#### [DATA UNDER STUDY]
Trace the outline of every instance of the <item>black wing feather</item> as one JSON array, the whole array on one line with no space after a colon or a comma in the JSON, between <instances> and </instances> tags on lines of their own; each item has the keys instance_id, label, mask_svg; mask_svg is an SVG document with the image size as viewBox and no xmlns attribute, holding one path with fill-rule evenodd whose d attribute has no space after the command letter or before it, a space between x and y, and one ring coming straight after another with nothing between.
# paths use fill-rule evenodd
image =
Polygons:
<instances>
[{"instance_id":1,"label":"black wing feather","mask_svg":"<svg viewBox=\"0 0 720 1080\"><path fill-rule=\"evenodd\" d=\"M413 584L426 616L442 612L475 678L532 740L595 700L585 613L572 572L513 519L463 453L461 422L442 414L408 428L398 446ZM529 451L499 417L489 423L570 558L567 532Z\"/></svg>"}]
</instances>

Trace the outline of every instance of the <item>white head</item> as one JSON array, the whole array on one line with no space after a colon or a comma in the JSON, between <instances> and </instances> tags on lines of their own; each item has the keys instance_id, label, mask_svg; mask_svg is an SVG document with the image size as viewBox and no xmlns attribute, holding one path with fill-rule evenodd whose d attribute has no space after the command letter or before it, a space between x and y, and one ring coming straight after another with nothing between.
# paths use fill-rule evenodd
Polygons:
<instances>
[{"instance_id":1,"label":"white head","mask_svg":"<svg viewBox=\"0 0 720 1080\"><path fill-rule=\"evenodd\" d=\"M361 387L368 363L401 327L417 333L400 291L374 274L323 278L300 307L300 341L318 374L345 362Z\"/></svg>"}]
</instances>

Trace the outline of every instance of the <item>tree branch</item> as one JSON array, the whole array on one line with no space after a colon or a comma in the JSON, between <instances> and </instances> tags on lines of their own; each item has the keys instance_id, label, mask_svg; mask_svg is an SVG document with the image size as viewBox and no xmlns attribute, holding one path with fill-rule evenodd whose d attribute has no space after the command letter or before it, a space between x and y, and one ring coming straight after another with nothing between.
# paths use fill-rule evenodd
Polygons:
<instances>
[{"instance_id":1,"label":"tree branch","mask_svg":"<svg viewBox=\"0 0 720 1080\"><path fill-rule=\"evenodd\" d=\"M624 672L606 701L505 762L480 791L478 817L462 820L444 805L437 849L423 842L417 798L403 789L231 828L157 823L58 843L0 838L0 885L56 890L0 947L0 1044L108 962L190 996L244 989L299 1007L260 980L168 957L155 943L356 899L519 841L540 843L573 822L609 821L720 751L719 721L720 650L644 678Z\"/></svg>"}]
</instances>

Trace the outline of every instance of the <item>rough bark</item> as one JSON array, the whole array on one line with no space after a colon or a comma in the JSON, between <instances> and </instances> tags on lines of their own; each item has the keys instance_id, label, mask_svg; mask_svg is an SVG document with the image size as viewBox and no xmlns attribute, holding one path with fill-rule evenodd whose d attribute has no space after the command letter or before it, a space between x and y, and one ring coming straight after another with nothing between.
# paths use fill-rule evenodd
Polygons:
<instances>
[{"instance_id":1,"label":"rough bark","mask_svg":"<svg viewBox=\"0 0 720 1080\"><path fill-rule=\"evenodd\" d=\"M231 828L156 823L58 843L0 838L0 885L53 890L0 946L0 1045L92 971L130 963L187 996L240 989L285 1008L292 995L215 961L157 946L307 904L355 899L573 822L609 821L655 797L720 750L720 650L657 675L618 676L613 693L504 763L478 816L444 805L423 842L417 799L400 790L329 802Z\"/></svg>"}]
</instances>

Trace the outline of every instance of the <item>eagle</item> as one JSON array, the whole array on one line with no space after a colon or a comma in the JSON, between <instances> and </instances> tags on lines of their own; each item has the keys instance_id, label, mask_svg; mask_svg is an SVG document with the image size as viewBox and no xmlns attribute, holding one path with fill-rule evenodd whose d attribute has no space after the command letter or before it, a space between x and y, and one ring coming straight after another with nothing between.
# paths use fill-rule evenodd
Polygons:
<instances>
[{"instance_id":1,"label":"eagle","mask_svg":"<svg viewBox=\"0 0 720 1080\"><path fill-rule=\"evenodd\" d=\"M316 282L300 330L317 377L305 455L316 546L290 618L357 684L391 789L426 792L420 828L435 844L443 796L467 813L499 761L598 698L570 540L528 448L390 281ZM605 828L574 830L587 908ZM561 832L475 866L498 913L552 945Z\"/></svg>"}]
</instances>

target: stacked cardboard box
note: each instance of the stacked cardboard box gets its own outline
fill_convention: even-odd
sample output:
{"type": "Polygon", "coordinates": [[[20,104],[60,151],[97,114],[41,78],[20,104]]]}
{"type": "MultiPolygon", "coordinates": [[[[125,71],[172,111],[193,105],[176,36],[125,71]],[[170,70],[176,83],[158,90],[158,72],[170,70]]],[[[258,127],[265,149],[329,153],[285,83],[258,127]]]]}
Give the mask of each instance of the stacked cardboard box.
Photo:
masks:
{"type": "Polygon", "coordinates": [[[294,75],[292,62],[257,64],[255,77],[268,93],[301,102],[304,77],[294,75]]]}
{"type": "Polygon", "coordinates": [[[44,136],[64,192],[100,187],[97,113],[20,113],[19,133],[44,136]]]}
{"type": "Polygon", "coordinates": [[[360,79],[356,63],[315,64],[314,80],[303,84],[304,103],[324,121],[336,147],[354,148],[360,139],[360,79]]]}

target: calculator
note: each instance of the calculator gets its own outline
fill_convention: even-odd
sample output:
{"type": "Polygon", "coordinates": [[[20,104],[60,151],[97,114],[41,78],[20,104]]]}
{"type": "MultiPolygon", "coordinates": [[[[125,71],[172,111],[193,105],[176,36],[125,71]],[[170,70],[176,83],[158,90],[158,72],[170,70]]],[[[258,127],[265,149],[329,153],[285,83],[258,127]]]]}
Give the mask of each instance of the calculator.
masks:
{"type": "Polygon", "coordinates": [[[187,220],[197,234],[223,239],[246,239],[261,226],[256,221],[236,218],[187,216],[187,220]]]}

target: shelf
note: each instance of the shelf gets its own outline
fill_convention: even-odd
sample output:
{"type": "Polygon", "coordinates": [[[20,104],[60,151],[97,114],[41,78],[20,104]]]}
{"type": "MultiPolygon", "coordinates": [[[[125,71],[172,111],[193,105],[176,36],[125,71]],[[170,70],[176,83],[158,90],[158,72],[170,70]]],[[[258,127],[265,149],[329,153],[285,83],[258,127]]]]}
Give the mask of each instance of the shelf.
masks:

#### [WORK INSTRUCTIONS]
In the data, how many lines hold the word "calculator"? State that number alone.

#### [EXERCISE ANSWER]
3